Dataset –
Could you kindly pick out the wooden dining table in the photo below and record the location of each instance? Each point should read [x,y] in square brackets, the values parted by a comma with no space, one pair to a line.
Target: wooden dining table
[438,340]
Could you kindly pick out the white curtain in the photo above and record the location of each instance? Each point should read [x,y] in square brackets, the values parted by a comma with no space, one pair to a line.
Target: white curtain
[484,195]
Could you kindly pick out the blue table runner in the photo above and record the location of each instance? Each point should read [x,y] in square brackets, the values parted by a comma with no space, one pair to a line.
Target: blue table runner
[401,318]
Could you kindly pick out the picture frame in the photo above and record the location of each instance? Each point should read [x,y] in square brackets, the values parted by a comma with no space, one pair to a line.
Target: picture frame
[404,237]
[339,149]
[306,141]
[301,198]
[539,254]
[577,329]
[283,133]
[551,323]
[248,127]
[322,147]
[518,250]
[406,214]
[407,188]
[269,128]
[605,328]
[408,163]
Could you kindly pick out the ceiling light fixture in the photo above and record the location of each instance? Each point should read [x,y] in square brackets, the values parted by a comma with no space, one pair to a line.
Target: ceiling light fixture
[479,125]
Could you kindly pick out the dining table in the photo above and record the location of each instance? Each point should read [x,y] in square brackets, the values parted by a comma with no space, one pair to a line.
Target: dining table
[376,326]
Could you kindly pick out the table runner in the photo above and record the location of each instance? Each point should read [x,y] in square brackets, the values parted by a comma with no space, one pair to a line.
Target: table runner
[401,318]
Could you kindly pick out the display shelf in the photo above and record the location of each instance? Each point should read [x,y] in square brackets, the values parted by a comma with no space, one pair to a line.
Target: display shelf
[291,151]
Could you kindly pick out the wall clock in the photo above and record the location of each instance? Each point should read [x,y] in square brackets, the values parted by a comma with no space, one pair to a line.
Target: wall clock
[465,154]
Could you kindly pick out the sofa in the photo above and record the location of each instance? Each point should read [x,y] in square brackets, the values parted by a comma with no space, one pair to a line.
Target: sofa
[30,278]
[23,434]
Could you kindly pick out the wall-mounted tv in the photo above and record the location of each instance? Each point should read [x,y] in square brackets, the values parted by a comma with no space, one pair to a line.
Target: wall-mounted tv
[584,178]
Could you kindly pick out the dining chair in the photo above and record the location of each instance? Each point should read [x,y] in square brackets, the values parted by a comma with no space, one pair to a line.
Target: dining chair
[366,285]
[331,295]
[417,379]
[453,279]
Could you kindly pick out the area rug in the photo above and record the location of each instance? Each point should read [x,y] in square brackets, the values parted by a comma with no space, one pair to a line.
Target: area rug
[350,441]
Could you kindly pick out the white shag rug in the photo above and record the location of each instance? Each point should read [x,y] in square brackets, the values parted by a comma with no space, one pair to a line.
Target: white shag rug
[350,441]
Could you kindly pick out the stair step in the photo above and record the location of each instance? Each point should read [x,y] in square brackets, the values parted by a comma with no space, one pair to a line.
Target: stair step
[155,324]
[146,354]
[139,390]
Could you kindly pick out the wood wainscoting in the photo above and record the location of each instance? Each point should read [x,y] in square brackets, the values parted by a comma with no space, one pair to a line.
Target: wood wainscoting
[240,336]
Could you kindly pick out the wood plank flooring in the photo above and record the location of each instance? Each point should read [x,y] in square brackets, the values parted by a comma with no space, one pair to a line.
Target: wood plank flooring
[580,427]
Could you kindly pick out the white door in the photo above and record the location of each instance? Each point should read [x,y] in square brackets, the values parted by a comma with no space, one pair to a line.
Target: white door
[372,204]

Exercise prompt –
Once you find the line with "Target: display shelf" above, print it and every line after it up to and including the line with "Could you kindly pick out the sofa", exactly as written and nothing else.

Task solution –
Target: display shelf
[291,151]
Could you kindly pick out the wall clock in the photo above and record the location of each instance? Each point should read [x,y] in square brackets, the values parted by a comma with no space, one pair to a line.
Target: wall clock
[465,154]
Could you kindly pick out the sofa in the photo above and record the location of each instance? Each point should read [x,y] in square brackets, the values parted by a comma with no space, one pair to a line.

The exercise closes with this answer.